Extrait du document

Les syndicats professionnels.


Loi de liberté comprise comme loi de monopole. — Les patrons et les syndicats. — La chambre syndicale des chemins de fer. — Usage abusif de la loi sur les syndicats. — La cuisinière syndiquée. — Loi Bovier-Lapierre. — Un chapelier entre deux syndicats. — Le délit patronal. — La proposition de loi du Sénat. — Syndicats obligatoires. — Les ennemis des syndicats.


Cet esprit de protectionnisme et d’exclusivisme, nous le retrouvons dans la manière dont les socialistes, et ceux qui les suivent par inconscience ou par timidité, comprennent la loi du 21 mars 1884 sur les syndicats professionnels. Les hommes qui l’ont réclamée et préparée la considéraient comme une loi de liberté. Les socialistes, qui veulent s’en servir, la comprennent comme une loi de monopole et d’oppression, ont voulu rendre le syndicat obligatoire, et par les prétentions qu’ils ont émises et les actes dont ils les ont trop souvent accompagnées, ont semblé prendre à tâche de prouver que la loi avait devancé de beaucoup les mœurs, capables de l’appliquer.

Que certaines réclamations, venant des ouvriers, soient fondées ; que des patrons aient vu de fort mauvais œil la loi sur les syndicats et aient voulu empêcher leurs ouvriers d’en faire partie, que certains aient congédié les travailleurs qui avaient pris l’initiative d’en organiser, nous l’admettons volontiers. Ces faits nous paraissent d’autant plus vraisemblables que beaucoup des ouvriers qui ont constitué des syndicats, les ont érigés en machine de guerre et n’ont point dissimulé leur intention de s’en servir, non pour faire de la conciliation, mais de la guerre sociale.

Beaucoup ont cru que, du moment qu’ils seraient syndiqués, lis seraient les maîtres de l’atelier et échapperaient à tout contrôle et à toute discipline.

Je rappelle, à ce sujet, la conversation que j’eus avec la chambre syndicale des employés de chemins de fer à Tours, le 14 juin 1891, au lendemain de la grève des ouvriers de chemins de fer qui avait eu pour point de départ le renvoi de vingt-cinq ouvriers par la compagnie d’Orléans. Je tins ce langage :


N’abusez pas de la loi sur les syndicats. Tenez, voici un exemple. Il y a eu ici un employé, M. X… M. X avait fait à la compagnie des chemins de fer de l’État des actes qui demandaient une répression. Le directeur de la compagnie s’en plaignit, je chargeai un ingénieur de vérifier les faits.

M. Millerand m’annonça qu’il m’interpellerait à ce sujet : je le priai de venir dans mon cabinet pour causer avec moi : il y vint et renonça à son interpellation.

Un autre député m’ayant annoncé qu’il m’interpellerait aussi à ce sujet, je le priai de me prévenir du jour de l’interpellation, parce que je révoquerais M. X. la veille.

M. X. a quitté la France, et il ne s’agit ici d’aucun de vous ; mais rappelez-vous bien que si la loi sur les syndicats vous donne des droits, elle ne vous donne pas tous les droits, que vous ne pouvez vous en servir pour troubler les services et faire de l’indiscipline.

Un bloc de données:
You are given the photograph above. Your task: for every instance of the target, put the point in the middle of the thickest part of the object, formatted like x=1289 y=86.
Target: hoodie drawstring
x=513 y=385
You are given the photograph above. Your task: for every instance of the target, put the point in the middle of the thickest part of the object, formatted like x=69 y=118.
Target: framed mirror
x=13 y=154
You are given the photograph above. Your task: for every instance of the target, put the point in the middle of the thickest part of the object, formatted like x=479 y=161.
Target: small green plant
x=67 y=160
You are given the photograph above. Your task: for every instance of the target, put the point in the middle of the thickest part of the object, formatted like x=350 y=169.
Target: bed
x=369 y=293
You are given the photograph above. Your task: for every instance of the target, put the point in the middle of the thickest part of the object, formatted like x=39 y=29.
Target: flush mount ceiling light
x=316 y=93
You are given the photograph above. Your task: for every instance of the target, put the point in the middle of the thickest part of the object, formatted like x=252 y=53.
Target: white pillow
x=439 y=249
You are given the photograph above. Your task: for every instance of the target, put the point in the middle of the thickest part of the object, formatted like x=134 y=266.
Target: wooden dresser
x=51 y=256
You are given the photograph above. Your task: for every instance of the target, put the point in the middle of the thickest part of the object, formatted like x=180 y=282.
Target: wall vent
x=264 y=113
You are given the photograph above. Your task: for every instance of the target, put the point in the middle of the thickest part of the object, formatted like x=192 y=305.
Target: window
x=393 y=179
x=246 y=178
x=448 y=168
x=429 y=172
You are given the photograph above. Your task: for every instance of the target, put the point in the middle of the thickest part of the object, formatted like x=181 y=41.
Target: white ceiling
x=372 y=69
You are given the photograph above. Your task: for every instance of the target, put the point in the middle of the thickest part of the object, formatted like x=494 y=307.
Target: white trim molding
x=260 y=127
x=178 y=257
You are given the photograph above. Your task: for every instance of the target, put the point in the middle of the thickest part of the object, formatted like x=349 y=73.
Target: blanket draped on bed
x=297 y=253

Liste des tâches
(a) Expliquez en une à trois phrases pourquoi, selon l'extrait sur les syndicats professionnels, il paraît vraisemblable que des patrons aient voulu empêcher leurs ouvriers d'entrer dans les syndicats.
(b) Renvoyez tel quel le passage de l'extrait sur les syndicats professionnels qui commence aux mots « N’abusez pas de » et s'arrête après les mots « faire de l’indiscipline. ».

Résultats des tâches
(a) Selon l'extrait, beaucoup des ouvriers qui ont constitué des syndicats en ont fait une machine de guerre. Ils n'ont pas caché leur intention de s'en servir pour la guerre sociale et non pour la conciliation.

(b)
N’abusez pas de la loi sur les syndicats. Tenez, voici un exemple. Il y a eu ici un employé, M. X… M. X avait fait à la compagnie des chemins de fer de l’État des actes qui demandaient une répression. Le directeur de la compagnie s’en plaignit, je chargeai un ingénieur de vérifier les faits.

M. Millerand m’annonça qu’il m’interpellerait à ce sujet : je le priai de venir dans mon cabinet pour causer avec moi : il y vint et renonça à son interpellation.

Un autre député m’ayant annoncé qu’il m’interpellerait aussi à ce sujet, je le priai de me prévenir du jour de l’interpellation, parce que je révoquerais M. X. la veille.

M. X. a quitté la France, et il ne s’agit ici d’aucun de vous ; mais rappelez-vous bien que si la loi sur les syndicats vous donne des droits, elle ne vous donne pas tous les droits, que vous ne pouvez vous en servir pour troubler les services et faire de l’indiscipline.